(EXERCISE DETAILS) Word for word, give the material below again, minus any images.
-------
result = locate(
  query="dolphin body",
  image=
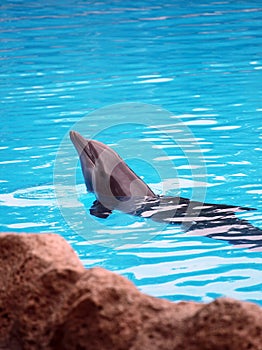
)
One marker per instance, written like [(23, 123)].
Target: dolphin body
[(117, 187)]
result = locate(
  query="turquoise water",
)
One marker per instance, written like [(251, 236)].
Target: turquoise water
[(200, 63)]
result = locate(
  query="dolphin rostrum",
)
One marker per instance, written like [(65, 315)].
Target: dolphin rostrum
[(117, 187)]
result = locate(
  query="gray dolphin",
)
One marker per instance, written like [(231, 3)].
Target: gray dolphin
[(117, 187)]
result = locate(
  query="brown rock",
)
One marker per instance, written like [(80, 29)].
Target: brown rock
[(49, 301), (36, 273)]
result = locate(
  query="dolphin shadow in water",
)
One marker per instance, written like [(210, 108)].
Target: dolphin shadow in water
[(117, 187)]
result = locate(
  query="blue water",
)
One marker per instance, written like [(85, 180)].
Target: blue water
[(175, 88)]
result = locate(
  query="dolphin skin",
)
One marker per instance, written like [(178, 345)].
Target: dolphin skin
[(117, 187)]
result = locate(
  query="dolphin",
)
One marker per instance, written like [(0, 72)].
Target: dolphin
[(117, 187)]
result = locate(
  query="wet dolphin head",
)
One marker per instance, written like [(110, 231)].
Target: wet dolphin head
[(106, 174)]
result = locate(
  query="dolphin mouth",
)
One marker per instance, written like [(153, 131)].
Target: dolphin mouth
[(82, 146)]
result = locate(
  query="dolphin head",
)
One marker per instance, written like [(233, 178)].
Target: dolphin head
[(106, 174)]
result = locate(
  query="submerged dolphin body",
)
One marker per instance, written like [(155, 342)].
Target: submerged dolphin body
[(117, 187)]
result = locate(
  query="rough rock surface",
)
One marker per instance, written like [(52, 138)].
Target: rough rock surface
[(49, 301)]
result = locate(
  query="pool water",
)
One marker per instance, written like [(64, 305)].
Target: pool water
[(175, 88)]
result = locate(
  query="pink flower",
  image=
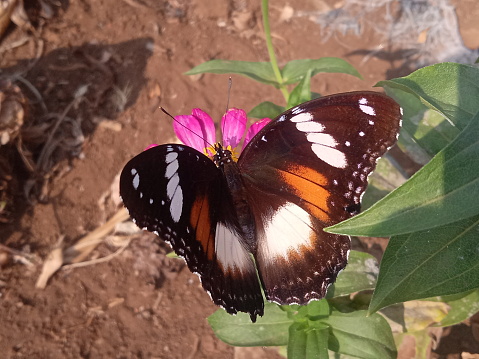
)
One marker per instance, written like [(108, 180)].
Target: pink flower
[(198, 130)]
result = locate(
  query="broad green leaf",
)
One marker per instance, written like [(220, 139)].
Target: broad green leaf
[(424, 132), (302, 92), (414, 315), (295, 70), (383, 180), (360, 336), (444, 191), (259, 71), (266, 109), (459, 308), (308, 343), (297, 340), (360, 274), (449, 88), (440, 261), (271, 329)]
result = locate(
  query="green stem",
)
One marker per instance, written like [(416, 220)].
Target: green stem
[(269, 45)]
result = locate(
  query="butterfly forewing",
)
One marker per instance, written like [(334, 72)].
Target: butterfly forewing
[(178, 193), (309, 170)]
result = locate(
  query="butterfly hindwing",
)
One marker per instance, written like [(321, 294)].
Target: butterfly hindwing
[(179, 194), (310, 166)]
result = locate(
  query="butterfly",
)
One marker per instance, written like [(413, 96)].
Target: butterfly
[(257, 223)]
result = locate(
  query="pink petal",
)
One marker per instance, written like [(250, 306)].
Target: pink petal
[(151, 146), (196, 130), (233, 125), (254, 129)]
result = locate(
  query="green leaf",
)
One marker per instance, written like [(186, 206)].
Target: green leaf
[(266, 109), (424, 132), (444, 191), (271, 329), (297, 341), (295, 70), (259, 71), (360, 336), (385, 178), (308, 343), (449, 88), (460, 308), (360, 274), (302, 92), (434, 262)]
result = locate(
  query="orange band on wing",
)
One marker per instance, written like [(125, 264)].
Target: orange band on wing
[(307, 184), (200, 221)]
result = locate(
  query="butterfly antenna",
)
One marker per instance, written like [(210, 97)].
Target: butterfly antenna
[(189, 129), (230, 84)]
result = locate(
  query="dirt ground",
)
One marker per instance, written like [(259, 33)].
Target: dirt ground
[(132, 56)]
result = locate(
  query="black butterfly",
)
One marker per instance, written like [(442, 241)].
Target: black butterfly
[(263, 216)]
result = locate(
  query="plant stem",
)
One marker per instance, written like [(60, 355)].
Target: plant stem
[(269, 45)]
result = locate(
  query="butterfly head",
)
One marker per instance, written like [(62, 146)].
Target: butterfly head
[(221, 155)]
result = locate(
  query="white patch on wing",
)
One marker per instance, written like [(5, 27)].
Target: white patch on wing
[(310, 126), (330, 155), (176, 205), (175, 195), (136, 179), (302, 117), (230, 251), (322, 139), (368, 110), (171, 156), (288, 230), (363, 106), (171, 169)]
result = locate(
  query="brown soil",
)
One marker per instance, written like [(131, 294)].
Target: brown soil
[(140, 304)]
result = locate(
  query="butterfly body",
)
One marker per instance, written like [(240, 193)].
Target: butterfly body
[(304, 171)]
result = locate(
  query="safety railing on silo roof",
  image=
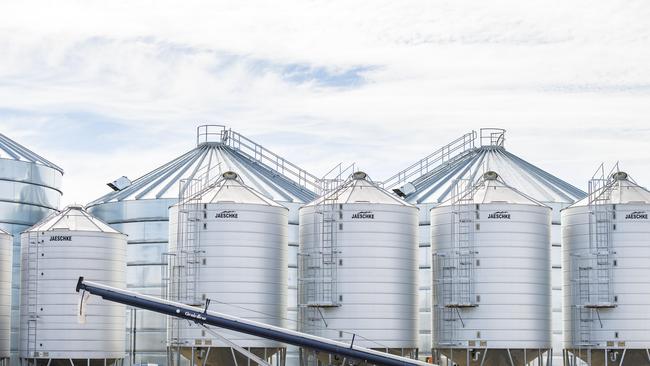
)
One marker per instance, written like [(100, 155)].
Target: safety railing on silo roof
[(444, 155), (258, 153)]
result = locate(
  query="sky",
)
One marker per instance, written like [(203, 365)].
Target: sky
[(106, 89)]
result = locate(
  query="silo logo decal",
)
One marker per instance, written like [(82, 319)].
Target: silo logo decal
[(499, 215), (364, 215), (637, 215), (226, 215), (61, 238)]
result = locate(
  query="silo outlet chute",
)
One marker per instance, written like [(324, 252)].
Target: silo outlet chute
[(358, 269), (606, 255), (491, 293), (54, 252), (228, 247)]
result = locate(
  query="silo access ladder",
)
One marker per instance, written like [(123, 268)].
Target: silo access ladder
[(319, 262), (455, 268), (594, 270), (33, 251)]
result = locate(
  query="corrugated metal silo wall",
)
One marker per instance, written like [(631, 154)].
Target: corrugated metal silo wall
[(146, 222), (426, 278), (28, 193)]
-------
(ANSWER)
result = locate(
  query="dolphin body",
  image=
)
One marker per instance, written like [(23, 123)].
Target: dolphin body
[(117, 187)]
result = locate(
  query="turquoise water",
)
One marker per instance, written like [(251, 236)].
Target: turquoise water
[(200, 63)]
result = locate(
  query="dolphin rostrum",
)
One marker per instance, written like [(65, 315)].
Target: dolphin rostrum
[(117, 187)]
result = locate(
  query="gray dolphin",
)
One marker per instance, written like [(231, 3)].
Target: gray dolphin
[(117, 187)]
result = locate(
  query="brown rock",
)
One marker per instance, written like [(80, 29)].
Target: brown rock
[(49, 301), (36, 273)]
result = locate(
  query="dolphin shadow in water",
)
One marker per instance, written like [(210, 108)].
Target: dolphin shadow in water
[(117, 187)]
result = locate(
  query="blue water",
)
One marker per instance, written like [(85, 180)].
Target: blue water
[(175, 88)]
result = locate(
  query="dolphin skin",
)
One marker per instance, written like [(178, 345)].
Target: dolphin skin
[(117, 187)]
result = locate(
  query="dolphin",
)
One marker per instance, written like [(0, 72)].
Target: dolphin
[(117, 187)]
result = locate(
  query="wet dolphin head",
)
One marker per instance, written like [(110, 231)].
Target: wet dolphin head
[(106, 174)]
result = locate(
  query="dolphin mouth",
)
One marker per instance, written like [(153, 131)].
Target: dolphin mouth
[(82, 146)]
result = locate(
  query="dolphin head",
)
One marker per instance, written like [(233, 178)].
Target: dolphin head
[(106, 174)]
result = locate(
  query="submerged dolphin body",
)
One marker per instance, written like [(155, 342)].
Target: submerged dolphin body
[(117, 187)]
result = locate(
  query="rough rock surface",
)
One marker per instance, written like [(52, 138)].
Target: rough rock surface
[(49, 301)]
result = locate(
  query="pool water",
)
One marker per instance, written like [(64, 305)].
Target: pool water
[(175, 88)]
result = locate(
  query="pink flower",
  image=
)
One marker per instance, written like [(108, 180)].
Target: pink flower
[(198, 130)]
result = locate(
  query="broad green leaf",
)
One marker per instance, written like [(220, 139)].
Target: broad green leaf
[(424, 132), (302, 92), (414, 315), (295, 70), (383, 180), (360, 336), (444, 191), (259, 71), (266, 109), (459, 308), (308, 343), (297, 340), (360, 274), (449, 88), (440, 261), (271, 329)]
result = locate(
  query="green stem",
)
One marker per instance, written like [(416, 220)].
Target: green stem
[(269, 45)]
result = locate(
  query="butterfly forewing",
)
One marker per instance, written like [(334, 72)].
Target: butterfly forewing
[(178, 193), (309, 170)]
result = locate(
  query="butterfly hindwing",
)
One marker per instance, written like [(321, 294)].
Target: butterfly hindwing
[(179, 194), (310, 166)]
result = locate(
  query="butterfly",
)
One marker per instance, written like [(413, 96)].
Target: butterfly
[(257, 223)]
result = locate(
  query="pink petal",
)
One marker per instance, written like [(250, 306)].
Target: pink petal
[(151, 146), (196, 130), (233, 125), (254, 129)]
result = locate(
  query="green leaf",
)
One marker per instance, written like [(186, 206)].
Target: green leaf
[(266, 109), (424, 132), (444, 191), (271, 329), (297, 341), (295, 70), (259, 71), (360, 336), (385, 178), (308, 343), (449, 88), (460, 308), (360, 274), (302, 92), (434, 262)]
result = locate(
  query="orange band on wing",
)
One marker per instance, written like [(125, 264)].
Target: orange band on wing
[(307, 184), (200, 221)]
result = locate(
  query="butterfly antenna",
)
One marker per instance, written like [(210, 97)].
Target: butterfly antenna
[(189, 129), (230, 84)]
result = locate(
  query="dirt ground",
)
One marker per instance, written like [(259, 33)].
Target: dirt ground
[(132, 56)]
result = locate(
  query="black butterfly",
)
One marker per instance, written like [(442, 241)].
Target: black butterfly
[(263, 216)]
result = locate(
  query="plant stem",
)
One marker per instance, written like [(60, 355)].
Target: plant stem
[(269, 45)]
result = locate(
  query="butterfly head",
)
One marker per instance, written like [(62, 146)].
Target: butterfly head
[(221, 155)]
result = locate(
  query="white patch on wing",
)
One marker per instance, written like [(5, 27)].
Target: white patch on wing
[(310, 126), (330, 155), (176, 205), (175, 195), (136, 179), (302, 117), (230, 251), (322, 139), (368, 110), (171, 156), (288, 230), (363, 106), (171, 169)]
result = locate(
  query="brown soil",
)
One marker per instance, written like [(131, 294)].
Target: brown soil
[(140, 304)]
result = locate(
  query="butterfly body",
)
One marker per instance, written like [(240, 193)].
Target: butterfly body
[(304, 171)]
result = locate(
  query="safety railing on silo roof",
  image=
)
One marker per instance, written like [(100, 155)].
Target: safety railing on silo roof
[(444, 155), (258, 153)]
result = locate(
  query="sky",
)
One marker per instance, written like [(203, 365)].
Target: sky
[(106, 89)]
result = locate(
  query="silo logo decal",
)
One marker per instance, written like [(82, 319)].
Target: silo logo decal
[(499, 215), (364, 215), (637, 215), (226, 215), (61, 238)]
result = locate(
  query="silo outlet chute",
)
One marker per instance, written like [(324, 252)].
Target: silo outlet chute
[(358, 269), (606, 255), (491, 293), (54, 252), (228, 247)]
result = locate(
  query="silo access ladder",
)
One marker per instance, written like [(123, 268)].
Target: silo access ladder
[(319, 262), (455, 268), (594, 270), (33, 251)]
result = locate(
  query="corrugated metal silo wall",
)
One marker per instance, written like [(631, 154)].
Target: corrugated metal silo wall
[(146, 222), (426, 278), (28, 193)]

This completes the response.